**What is asked**
Each entry in the listing below should be restated word for word.

**Excerpted data**
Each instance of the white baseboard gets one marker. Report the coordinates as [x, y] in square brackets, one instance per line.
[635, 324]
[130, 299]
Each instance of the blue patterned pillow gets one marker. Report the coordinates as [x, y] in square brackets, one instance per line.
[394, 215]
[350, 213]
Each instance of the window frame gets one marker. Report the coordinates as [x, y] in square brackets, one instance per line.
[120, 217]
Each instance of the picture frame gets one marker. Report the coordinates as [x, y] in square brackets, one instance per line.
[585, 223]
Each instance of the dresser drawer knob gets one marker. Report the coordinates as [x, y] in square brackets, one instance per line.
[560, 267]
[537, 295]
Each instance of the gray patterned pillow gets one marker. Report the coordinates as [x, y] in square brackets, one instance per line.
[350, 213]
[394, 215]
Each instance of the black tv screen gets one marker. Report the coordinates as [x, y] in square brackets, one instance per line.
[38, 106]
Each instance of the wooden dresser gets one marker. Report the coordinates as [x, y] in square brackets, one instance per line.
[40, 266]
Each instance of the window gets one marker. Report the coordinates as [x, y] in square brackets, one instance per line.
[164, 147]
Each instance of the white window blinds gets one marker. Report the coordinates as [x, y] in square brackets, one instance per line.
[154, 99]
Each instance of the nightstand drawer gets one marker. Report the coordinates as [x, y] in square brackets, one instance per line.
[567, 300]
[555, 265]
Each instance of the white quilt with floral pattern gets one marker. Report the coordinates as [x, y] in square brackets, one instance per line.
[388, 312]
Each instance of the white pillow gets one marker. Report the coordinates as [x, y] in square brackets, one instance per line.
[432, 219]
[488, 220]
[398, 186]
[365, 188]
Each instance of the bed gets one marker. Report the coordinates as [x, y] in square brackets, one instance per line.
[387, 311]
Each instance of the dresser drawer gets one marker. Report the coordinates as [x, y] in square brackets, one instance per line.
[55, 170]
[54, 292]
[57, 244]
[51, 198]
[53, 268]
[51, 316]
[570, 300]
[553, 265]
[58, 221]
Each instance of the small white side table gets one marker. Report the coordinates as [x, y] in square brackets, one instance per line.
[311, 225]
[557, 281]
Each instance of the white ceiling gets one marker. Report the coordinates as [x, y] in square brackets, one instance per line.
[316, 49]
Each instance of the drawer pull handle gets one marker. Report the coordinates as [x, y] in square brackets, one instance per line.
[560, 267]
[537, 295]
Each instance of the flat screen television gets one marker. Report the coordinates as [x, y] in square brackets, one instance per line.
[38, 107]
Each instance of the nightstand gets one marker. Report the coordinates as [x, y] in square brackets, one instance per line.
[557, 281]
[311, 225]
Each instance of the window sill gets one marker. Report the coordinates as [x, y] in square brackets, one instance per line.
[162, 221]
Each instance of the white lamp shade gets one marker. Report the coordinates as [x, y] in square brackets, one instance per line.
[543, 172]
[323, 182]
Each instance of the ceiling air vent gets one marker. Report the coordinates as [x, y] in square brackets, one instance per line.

**Output**
Each instance of the white baseboard gets one marker. Report the coordinates as [x, y] in square brackets, one instance per line.
[635, 324]
[130, 299]
Each instance of the blue patterned pillow gets one marker. Report the coordinates as [x, y] in square brackets, one instance per line.
[394, 215]
[350, 213]
Each instance of the window frame gets one marker. Report the coordinates as [x, y] in square brackets, one instance per line.
[120, 217]
Each instance of the picture frame gets one marker. Report the coordinates as [x, y] in square brackets, one instance per line.
[585, 223]
Each instance of the dresser drawer knob gets one marker. Report the coordinates as [x, y] in square brackets, one instance per line.
[560, 267]
[537, 295]
Each instance of the gray patterned pillow gets one marker. Report the coordinates as [x, y] in square brackets, one instance per line.
[350, 213]
[394, 215]
Each instance of the black tv screen gets one marker. Report the coordinates as [x, y] in square brackets, one instance per line.
[38, 106]
Each instance of the wooden dresser gets one marker. Report the coordinates as [x, y] in square brackets, one instance per line.
[40, 266]
Each instance of the window gets one marker. Report the coordinates as [x, y] in square brackets, one instance per line.
[164, 147]
Each instance of the white window blinds gets one marker. Report the coordinates as [x, y] in square brackets, one instance per line.
[154, 99]
Each instance of the nightstand drawer gets one marker. Report the coordinates as [x, y] in square brackets, one instance per line.
[567, 300]
[555, 265]
Each instance of the white quilt with floral pattern gets one marker. Report the coordinates as [x, y] in square brackets, one instance per line.
[388, 312]
Each instance of the white pillow gets one marker. Report the coordinates as [x, y] in square brackets, one instance per line.
[432, 219]
[488, 220]
[398, 186]
[365, 188]
Each instance of the bed gets one marker. Report the coordinates as [x, y] in square brackets, one instance per line.
[387, 311]
Each instance of the dresser drawer gets one marker. Report the coordinates as [x, y] in square brackets, one instance per line.
[55, 170]
[54, 292]
[57, 244]
[51, 198]
[53, 268]
[51, 316]
[570, 300]
[553, 265]
[58, 221]
Each instance of the small white side table gets one marker. Report the coordinates as [x, y] in square brackets, one instance per line.
[311, 225]
[557, 281]
Each instance of the white ceiling gets one marker. Report the coordinates as [x, y] in square brackets, one instance per line.
[316, 49]
Each instance of the drawer pull handle gets one marker. Report the coordinates as [x, y] in square brackets, one instance per line.
[560, 267]
[537, 295]
Each instance of the flat screen television gets one marker. Report the coordinates as [x, y] in square brackets, one instance per line.
[38, 107]
Each instance of the nightstand gets one marker. Report the coordinates as [x, y] in square brackets, one instance per line.
[557, 281]
[311, 225]
Each instance of the window sill gets one marker. Report the coordinates as [x, y] in square brackets, one instance per line.
[162, 221]
Each instance of the white lamp shade gets one marker. Report the coordinates as [x, y] in square brackets, one instance per line.
[543, 172]
[323, 182]
Each instance of the ceiling air vent gets one marker. Report the coordinates as [x, y] in square brackets, one instance per line.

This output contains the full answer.